**Task input:**
· · · · ·

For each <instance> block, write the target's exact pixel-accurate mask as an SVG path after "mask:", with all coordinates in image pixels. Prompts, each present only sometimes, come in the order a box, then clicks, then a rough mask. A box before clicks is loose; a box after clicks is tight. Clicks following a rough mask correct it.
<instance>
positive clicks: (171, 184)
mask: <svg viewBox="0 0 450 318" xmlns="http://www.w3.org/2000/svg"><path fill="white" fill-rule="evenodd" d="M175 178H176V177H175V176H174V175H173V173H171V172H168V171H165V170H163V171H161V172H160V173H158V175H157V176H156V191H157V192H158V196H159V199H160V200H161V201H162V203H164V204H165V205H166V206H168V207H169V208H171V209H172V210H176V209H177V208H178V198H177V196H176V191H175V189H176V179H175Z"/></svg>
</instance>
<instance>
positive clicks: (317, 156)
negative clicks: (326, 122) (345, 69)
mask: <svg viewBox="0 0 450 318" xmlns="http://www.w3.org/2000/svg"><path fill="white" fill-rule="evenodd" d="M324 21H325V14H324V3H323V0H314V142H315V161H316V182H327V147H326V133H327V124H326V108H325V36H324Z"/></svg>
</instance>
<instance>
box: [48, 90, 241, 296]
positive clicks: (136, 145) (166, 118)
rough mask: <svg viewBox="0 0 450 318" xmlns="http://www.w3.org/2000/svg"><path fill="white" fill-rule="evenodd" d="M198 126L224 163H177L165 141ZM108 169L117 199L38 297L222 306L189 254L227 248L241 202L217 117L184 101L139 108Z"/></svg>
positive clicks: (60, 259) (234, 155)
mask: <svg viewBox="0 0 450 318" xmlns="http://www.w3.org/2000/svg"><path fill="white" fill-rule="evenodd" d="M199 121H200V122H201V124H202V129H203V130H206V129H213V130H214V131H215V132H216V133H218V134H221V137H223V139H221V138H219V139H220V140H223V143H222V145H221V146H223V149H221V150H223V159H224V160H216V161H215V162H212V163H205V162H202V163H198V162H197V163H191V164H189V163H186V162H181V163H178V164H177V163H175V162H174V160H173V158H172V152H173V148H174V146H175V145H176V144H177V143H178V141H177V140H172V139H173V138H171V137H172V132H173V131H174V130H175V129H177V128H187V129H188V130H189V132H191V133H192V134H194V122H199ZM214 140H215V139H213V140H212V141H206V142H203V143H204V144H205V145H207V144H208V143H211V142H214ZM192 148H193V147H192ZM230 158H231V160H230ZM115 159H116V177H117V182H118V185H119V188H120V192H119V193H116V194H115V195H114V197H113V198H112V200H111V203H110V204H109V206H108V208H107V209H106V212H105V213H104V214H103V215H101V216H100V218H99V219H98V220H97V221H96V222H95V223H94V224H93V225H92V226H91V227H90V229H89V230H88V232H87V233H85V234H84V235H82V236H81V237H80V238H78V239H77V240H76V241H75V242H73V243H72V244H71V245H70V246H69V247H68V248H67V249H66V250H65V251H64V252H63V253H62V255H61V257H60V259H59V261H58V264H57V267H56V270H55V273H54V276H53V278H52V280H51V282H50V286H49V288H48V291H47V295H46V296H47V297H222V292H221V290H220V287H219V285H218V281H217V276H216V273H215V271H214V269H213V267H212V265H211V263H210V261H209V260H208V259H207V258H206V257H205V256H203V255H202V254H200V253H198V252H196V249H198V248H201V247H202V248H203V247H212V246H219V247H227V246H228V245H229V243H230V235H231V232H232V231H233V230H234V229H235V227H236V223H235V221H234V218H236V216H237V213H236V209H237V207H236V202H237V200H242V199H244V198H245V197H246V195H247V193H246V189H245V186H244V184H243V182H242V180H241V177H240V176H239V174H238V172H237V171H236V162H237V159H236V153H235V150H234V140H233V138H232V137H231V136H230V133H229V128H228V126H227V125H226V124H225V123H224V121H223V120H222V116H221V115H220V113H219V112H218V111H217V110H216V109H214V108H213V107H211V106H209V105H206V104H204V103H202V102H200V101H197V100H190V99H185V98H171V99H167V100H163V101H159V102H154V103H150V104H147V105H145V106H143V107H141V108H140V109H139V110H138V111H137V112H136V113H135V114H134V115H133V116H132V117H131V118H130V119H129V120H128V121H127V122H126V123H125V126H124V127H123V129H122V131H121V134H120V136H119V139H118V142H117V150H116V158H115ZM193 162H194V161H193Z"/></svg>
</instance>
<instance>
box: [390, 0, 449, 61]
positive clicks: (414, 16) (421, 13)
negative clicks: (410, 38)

· · · · ·

**Exercise instructions:**
Copy out, from the listing above, every line that contains the word "rough".

**Result for this task:**
For each <instance> block, write the target's exact pixel-accurate mask as an SVG path after "mask:", with all coordinates in image pixels. Prompts, each present only sometimes, come in the order a box, then clicks, then a rough mask. A box before clicks is loose; a box after clicks is tight. Clicks following a rough mask correct it.
rough mask: <svg viewBox="0 0 450 318" xmlns="http://www.w3.org/2000/svg"><path fill="white" fill-rule="evenodd" d="M198 126L224 163H177L165 141ZM108 169L117 199L38 297L222 306L189 254L227 248L241 202L217 117L184 101L139 108Z"/></svg>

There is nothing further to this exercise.